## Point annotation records

____________________

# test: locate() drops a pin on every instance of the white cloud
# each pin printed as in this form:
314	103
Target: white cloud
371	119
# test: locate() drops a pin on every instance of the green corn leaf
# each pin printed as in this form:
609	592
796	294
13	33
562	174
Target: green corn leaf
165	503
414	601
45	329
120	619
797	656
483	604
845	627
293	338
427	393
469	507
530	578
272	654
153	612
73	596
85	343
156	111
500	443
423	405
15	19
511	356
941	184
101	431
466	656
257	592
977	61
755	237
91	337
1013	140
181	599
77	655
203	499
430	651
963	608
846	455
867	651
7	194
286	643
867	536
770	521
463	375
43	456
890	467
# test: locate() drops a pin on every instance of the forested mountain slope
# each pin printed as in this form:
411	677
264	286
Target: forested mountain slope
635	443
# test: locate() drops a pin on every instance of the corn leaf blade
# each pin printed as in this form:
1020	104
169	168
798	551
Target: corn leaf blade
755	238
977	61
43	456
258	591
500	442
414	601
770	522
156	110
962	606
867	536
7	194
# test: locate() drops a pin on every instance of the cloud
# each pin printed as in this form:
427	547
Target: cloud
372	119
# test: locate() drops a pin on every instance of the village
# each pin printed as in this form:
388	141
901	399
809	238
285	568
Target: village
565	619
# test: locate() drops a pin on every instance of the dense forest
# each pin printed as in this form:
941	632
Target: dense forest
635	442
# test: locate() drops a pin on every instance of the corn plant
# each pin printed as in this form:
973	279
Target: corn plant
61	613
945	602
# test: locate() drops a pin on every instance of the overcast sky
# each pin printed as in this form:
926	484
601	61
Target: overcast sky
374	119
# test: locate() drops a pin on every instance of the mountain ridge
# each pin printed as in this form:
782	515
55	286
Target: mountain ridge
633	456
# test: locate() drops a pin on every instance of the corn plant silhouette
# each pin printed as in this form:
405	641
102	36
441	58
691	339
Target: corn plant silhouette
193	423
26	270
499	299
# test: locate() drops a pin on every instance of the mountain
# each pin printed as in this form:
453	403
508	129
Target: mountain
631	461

____________________

## Task instructions
Output every one of the items above verbatim, character for character, leaving nothing out.

## Solution for this problem
# test: locate() drops a pin on every instance of the white cloud
# each pin printed as in this form:
314	103
Target: white cloud
371	119
# test: locate() drops a pin on every instance of the green corn leaf
# each pin printed as in this form:
609	592
796	294
13	33
562	174
Target: green corn leaf
165	503
414	601
45	329
120	619
797	656
483	604
845	627
293	338
427	393
469	507
530	578
272	654
153	612
73	596
85	343
156	111
500	443
423	405
15	19
511	356
941	184
101	431
466	656
257	592
977	61
755	237
91	337
1013	140
181	599
77	655
203	499
430	651
963	608
846	455
867	651
7	194
286	643
867	536
770	521
463	375
43	456
890	467
# test: locate() drops a pin on every instance of the forested mountain slope
# each pin printed as in this form:
411	677
264	286
Target: forested mountain slope
635	443
# test: locate() drops a pin on every instance of the corn leaf blade
# each pin printed as in this form:
1020	104
169	168
798	551
Target: corn leaf blade
755	238
977	61
43	456
258	591
500	442
414	601
770	522
156	110
962	606
867	536
7	194
# test: locate() drops a pin on every instance of the cloud
# each pin printed as in this form:
427	547
Target: cloud
372	119
# test: locate() drops a pin on every instance of the village
# each pin printed as in this form:
388	141
901	399
809	238
285	568
Target: village
565	619
# test: locate() drops a pin on every instance of the dense forest
# each pin printed as in this form:
941	632
Target: dense forest
635	442
# test: locate() drops a pin on every instance of the corn plant
# each pin printed as in this form:
973	279
Target: corn plant
61	613
945	602
# test: locate() drops a pin on every instance of the overcast sky
# each pin printed as in this form:
926	484
601	61
Target: overcast sky
374	119
# test: locate() drops a pin on every instance of the mountain ridge
# each pin printed as in this form:
782	515
55	286
Target: mountain ridge
633	456
# test: locate() drops a pin on every instance of the corn plant silhouette
# each pin printed as in this form:
405	641
102	36
441	58
691	339
Target: corn plant silhouette
193	423
26	270
499	299
# test: locate() drops a pin on every instance of the mountain
# each pin printed as in this form:
453	403
508	129
Target: mountain
631	461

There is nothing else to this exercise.